╭─ Records for this exercise

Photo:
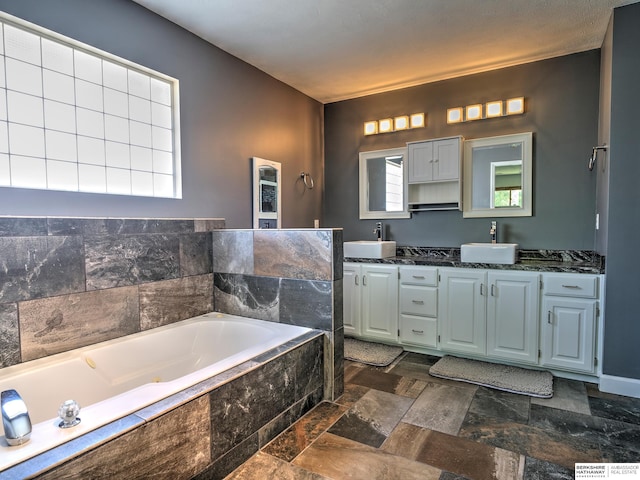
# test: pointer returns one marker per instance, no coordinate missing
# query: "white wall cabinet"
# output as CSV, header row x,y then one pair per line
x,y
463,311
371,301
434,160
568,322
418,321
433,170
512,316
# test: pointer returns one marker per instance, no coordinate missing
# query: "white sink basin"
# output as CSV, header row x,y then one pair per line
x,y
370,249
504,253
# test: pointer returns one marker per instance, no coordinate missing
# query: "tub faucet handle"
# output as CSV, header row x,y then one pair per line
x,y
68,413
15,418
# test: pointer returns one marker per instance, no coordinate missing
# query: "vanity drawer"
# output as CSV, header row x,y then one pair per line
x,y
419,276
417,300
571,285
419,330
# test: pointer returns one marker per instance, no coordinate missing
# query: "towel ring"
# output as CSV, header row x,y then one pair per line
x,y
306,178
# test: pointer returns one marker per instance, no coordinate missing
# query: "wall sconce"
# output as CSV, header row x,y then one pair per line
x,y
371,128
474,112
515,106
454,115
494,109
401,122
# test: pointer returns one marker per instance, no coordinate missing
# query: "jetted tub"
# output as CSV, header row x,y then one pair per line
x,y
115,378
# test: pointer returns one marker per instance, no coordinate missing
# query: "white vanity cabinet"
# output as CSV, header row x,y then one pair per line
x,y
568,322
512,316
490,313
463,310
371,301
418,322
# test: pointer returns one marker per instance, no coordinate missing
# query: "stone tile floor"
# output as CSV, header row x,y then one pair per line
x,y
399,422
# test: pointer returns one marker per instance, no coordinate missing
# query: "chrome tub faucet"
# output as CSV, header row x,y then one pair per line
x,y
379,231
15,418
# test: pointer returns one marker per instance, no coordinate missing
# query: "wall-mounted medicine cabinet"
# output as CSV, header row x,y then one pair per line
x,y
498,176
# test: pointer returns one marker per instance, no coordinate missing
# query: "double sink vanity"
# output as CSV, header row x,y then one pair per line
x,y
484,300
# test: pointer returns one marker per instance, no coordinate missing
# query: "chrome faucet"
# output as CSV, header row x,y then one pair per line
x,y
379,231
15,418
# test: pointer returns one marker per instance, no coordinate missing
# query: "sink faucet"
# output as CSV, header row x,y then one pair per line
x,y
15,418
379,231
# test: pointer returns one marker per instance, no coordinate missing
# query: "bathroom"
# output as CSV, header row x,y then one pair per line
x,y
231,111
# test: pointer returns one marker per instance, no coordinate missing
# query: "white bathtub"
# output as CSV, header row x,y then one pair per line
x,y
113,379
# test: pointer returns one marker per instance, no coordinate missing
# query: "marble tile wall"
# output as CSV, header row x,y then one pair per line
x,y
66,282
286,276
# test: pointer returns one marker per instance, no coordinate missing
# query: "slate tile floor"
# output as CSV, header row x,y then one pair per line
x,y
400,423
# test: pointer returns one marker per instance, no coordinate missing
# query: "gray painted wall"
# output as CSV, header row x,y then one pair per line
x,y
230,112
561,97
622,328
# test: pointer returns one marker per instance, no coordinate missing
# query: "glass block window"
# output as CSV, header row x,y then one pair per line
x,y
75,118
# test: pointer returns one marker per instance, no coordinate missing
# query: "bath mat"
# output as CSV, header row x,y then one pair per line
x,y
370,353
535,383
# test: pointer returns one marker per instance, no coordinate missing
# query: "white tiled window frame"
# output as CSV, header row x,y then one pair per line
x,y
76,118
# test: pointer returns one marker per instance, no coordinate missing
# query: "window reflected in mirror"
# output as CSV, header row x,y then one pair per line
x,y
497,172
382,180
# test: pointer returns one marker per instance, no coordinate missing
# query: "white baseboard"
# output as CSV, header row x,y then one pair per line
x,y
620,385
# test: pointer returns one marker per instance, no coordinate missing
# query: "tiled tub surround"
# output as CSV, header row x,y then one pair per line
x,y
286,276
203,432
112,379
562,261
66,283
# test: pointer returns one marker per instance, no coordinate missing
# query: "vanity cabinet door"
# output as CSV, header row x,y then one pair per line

╰─

:: Work to complete ::
Please print the entries shown above again, exactly, and skip the pictures.

:: Completed exercise ::
Photo:
# test: pointer returns one marker per instance, no coordinate missing
# query: "white wall cabinet"
# output as CSV, header row x,y then one pair per line
x,y
463,311
371,301
434,160
568,322
418,321
433,170
512,316
# test: pointer returns one marker per instance, no coordinate missing
# query: "white sink basin"
# output as CSV, header row x,y then one pair per line
x,y
370,249
504,253
# test: pointer returns one marker per instance, no coordinate missing
# query: "tub faucet handle"
# output as CSV, header row x,y then one pair per line
x,y
68,413
15,418
# test: pointer returns one marker per instance, no coordinate missing
# query: "vanity drawer"
# output as CSV, header row x,y then one pair per line
x,y
419,276
417,300
571,285
419,330
# test: pointer returns one marker per instance, no coordinate missing
# query: "towel ring"
# output as CSV, header row x,y then one pair per line
x,y
306,178
# test: pointer returns one marker per instance, no coordinate missing
# query: "wall sconce"
# output as CSV, header row x,y then one pair per line
x,y
371,128
474,112
515,106
454,115
494,109
401,122
# test: pointer returns one marker per instance, no coordinate missing
# query: "jetted tub"
# output as CSV, header row x,y then one pair per line
x,y
115,378
# test: pointer returns one marker per instance, no coordinate missing
# query: "white vanity cabinet"
# output as CSV, header row x,y then one pair per line
x,y
568,322
512,316
490,313
463,310
371,301
418,322
# test: pointer returns one marker per instance, no coordinate missing
# query: "stone tile floor"
# output as CSV, header row x,y then one pair per line
x,y
399,422
# test: pointer returns one marker per instance, no coordinate missing
# query: "chrome tub faucet"
# output as CSV, header row x,y then one pair per line
x,y
379,231
15,418
# test: pointer returns one marker per instance, no coordinate missing
# query: "wall-mounted medicine cabinet"
# output as CSV, header row x,y then one pair per line
x,y
498,176
# test: pointer returns one marker per instance, no coordinate missing
# query: "double sink vanity"
# output as CSV, header row x,y then one pair per line
x,y
484,300
# test: pointer returns one marker per instance, no coordinate missing
# query: "chrome faucet"
# output as CSV, header row x,y then one pair per line
x,y
379,231
15,418
# test: pointer returns one marker per instance, no coordinate missing
# query: "sink faucet"
# output as CSV, header row x,y then one pair per line
x,y
15,418
379,231
# test: pointer returns one marker per instance, no coordinate missing
# query: "bathroom"
# output as CSV, header row x,y then one pair per line
x,y
231,111
# test: pointer returns one marker per instance, no coordinate missing
# query: "white bathtub"
# output as CSV, header row x,y then one pair per line
x,y
113,379
# test: pointer returns one marker per instance, no coordinate missing
# query: "marble tile wall"
# output as CSV, header row x,y then one pair per line
x,y
66,282
286,276
# test: pointer returns one marker per instance, no coordinate missing
# query: "slate tile floor"
# output as CSV, header row x,y then one pair per line
x,y
400,423
# test: pointer returns one marker per instance, no coordinate missing
# query: "gray painted wall"
# output as CSV, header row x,y then one pair per line
x,y
230,112
561,97
622,328
# test: pointer returns one marker per instance, no coordinate missing
# query: "glass block window"
# output as CSV, header row x,y then one pair per line
x,y
75,118
# test: pointer returns one marker per instance, no coordinate missing
# query: "bath mat"
# output as CSV, header row x,y then one pair per line
x,y
370,353
535,383
# test: pointer returns one marker per instance, no coordinate missing
# query: "white tiled window frame"
# output as CSV, header row x,y then one pair per line
x,y
76,118
# test: pointer returns one marker per instance, no coordinate missing
# query: "window reflected in mirror"
# output as CSV, header row x,y then one pair per line
x,y
497,172
382,180
# test: pointer returns one marker per instance, no coordinate missing
# query: "white baseboard"
# output as CSV, header row x,y then one pair per line
x,y
620,385
# test: pointer returns one marker per instance, no coordinate missing
# query: "tiled tub surround"
# output as CSV, header row x,y then one pair per line
x,y
286,276
203,432
112,379
562,261
66,283
# test: pointer returns one marker per instance, no coordinate missing
# query: "vanity cabinet door"
# output as CSV, header row x,y then one pair per line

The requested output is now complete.